Given data →
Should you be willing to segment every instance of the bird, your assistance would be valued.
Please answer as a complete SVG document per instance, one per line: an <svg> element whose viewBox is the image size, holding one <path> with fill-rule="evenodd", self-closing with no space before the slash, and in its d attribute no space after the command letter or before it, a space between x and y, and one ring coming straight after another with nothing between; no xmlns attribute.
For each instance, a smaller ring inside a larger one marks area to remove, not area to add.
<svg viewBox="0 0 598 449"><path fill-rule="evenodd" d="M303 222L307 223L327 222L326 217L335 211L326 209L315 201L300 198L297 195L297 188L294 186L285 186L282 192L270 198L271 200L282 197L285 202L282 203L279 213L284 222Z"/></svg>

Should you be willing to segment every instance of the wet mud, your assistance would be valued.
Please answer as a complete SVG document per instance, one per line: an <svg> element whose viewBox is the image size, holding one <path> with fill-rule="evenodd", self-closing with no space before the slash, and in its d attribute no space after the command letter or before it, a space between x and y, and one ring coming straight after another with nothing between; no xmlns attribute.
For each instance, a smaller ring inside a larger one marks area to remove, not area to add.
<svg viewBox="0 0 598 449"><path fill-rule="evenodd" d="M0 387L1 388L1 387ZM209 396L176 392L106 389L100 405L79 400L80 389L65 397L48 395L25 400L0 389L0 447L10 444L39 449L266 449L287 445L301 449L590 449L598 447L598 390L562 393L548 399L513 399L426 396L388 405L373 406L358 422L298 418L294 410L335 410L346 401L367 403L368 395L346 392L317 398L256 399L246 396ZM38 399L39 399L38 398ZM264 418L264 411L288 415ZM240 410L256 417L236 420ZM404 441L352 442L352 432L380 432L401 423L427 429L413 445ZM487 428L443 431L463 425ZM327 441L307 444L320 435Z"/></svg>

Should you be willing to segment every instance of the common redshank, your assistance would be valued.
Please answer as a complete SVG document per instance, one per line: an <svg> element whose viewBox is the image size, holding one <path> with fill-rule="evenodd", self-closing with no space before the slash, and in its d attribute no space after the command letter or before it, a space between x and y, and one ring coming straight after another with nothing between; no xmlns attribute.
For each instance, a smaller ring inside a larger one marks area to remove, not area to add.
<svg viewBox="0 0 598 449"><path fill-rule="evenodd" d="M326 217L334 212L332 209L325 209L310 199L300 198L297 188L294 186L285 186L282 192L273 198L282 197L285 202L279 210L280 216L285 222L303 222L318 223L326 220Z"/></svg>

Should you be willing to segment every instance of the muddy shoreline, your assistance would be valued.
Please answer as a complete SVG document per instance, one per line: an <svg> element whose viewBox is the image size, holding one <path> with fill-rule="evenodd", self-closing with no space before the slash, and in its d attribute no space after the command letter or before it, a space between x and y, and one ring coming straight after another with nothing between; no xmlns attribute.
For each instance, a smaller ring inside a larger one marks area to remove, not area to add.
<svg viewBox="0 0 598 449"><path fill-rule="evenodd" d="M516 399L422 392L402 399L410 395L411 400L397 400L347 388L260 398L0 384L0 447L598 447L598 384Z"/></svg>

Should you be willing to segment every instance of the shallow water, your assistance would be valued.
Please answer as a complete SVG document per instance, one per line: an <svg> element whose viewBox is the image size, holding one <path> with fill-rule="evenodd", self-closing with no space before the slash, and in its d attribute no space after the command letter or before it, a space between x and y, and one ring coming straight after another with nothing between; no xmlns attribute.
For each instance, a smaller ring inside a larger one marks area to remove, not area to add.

Given exercise → Copy out all of the records above word for word.

Reply →
Should you be willing to segment every instance of the bird, your assistance would be valued.
Please answer as a complete SVG document per instance, one per line: an <svg> element whose viewBox is the image size, holding one <path> with fill-rule="evenodd", self-closing with no space before the slash, and in its d attribute no space after the command letter or before it, a space between x and y, and one ring coming straight after another with nothing between; no xmlns attribute.
For each instance, a smaller ring inside a larger one marks area to remove, not area to add.
<svg viewBox="0 0 598 449"><path fill-rule="evenodd" d="M303 222L307 223L327 222L326 217L335 211L326 209L315 201L300 198L297 195L297 188L294 186L285 186L282 192L270 198L271 200L282 197L285 202L282 203L279 213L284 222Z"/></svg>

Should you be willing to segment every instance of the wet mud, your assistance would be valued.
Please answer as a complete SVG document per instance, one per line: an <svg> element whose viewBox is the image size, holding one <path> with fill-rule="evenodd", self-closing with no space before the slash, and in its d attribute no space after the command letter or before it, a space between x and y, and one ring coming straight after another with nothing between; no xmlns attribute.
For each instance, a smaller ring inside a larger one marks area to remove, not area to add.
<svg viewBox="0 0 598 449"><path fill-rule="evenodd" d="M0 387L1 388L1 387ZM209 396L176 392L106 389L100 405L79 400L80 389L65 397L48 395L25 400L0 389L0 447L10 444L39 449L266 449L287 445L301 449L590 449L598 447L598 390L562 393L548 399L513 399L426 396L388 405L373 406L358 422L298 418L294 410L335 410L346 401L367 403L368 395L346 392L317 398L256 399L246 396ZM38 399L39 399L38 398ZM264 418L264 411L288 415ZM240 410L256 417L236 420ZM404 441L352 442L352 432L380 432L401 423L427 429L413 445ZM487 428L443 431L463 425ZM327 441L307 444L320 435Z"/></svg>

Should you be willing to segment every instance of the common redshank, your assistance would be valued.
Please answer as a complete SVG document per instance, one per line: an <svg> element whose viewBox is the image size, holding one <path> with fill-rule="evenodd", self-closing with no space before the slash, and in its d attribute no space after the command letter or before it, a space between x and y, and one ring coming straight after another with nothing between; no xmlns attribute.
For each instance, a smaller ring inside a larger one marks area to remove, not area to add.
<svg viewBox="0 0 598 449"><path fill-rule="evenodd" d="M326 217L334 212L332 209L325 209L310 199L300 198L297 188L294 186L285 186L282 192L273 198L282 197L285 202L279 210L280 216L285 222L303 222L318 223L326 220Z"/></svg>

Should you be willing to segment every instance of the muddy shoreline, your assistance would be valued.
Please answer as a complete SVG document per instance, one per line: an <svg> element whose viewBox is the image size, holding one <path> with fill-rule="evenodd", self-closing with no space before the slash, and in its d attribute no space after the command letter or before it, a space between x and y, and one ring coming straight after another with nothing between; no xmlns attribute.
For each instance, a smaller ring inside a larger one marks area to remove, not area to add.
<svg viewBox="0 0 598 449"><path fill-rule="evenodd" d="M516 399L422 392L402 399L410 395L411 400L397 400L347 388L260 398L0 384L0 447L598 447L598 384Z"/></svg>

Should you be willing to segment every instance of the shallow water, your assistance would be valued.
Please answer as a complete SVG document per instance, one per line: an <svg> element whose viewBox is the image size, holding one <path> with fill-rule="evenodd", self-closing with no space before the slash, and in its d attribute no space after the command letter or before it, a space between x and y, and one ring coming straight after another with nothing between; no xmlns attribute.
For each instance, a smaller ring inside a larger one marks area to remove, not area to add.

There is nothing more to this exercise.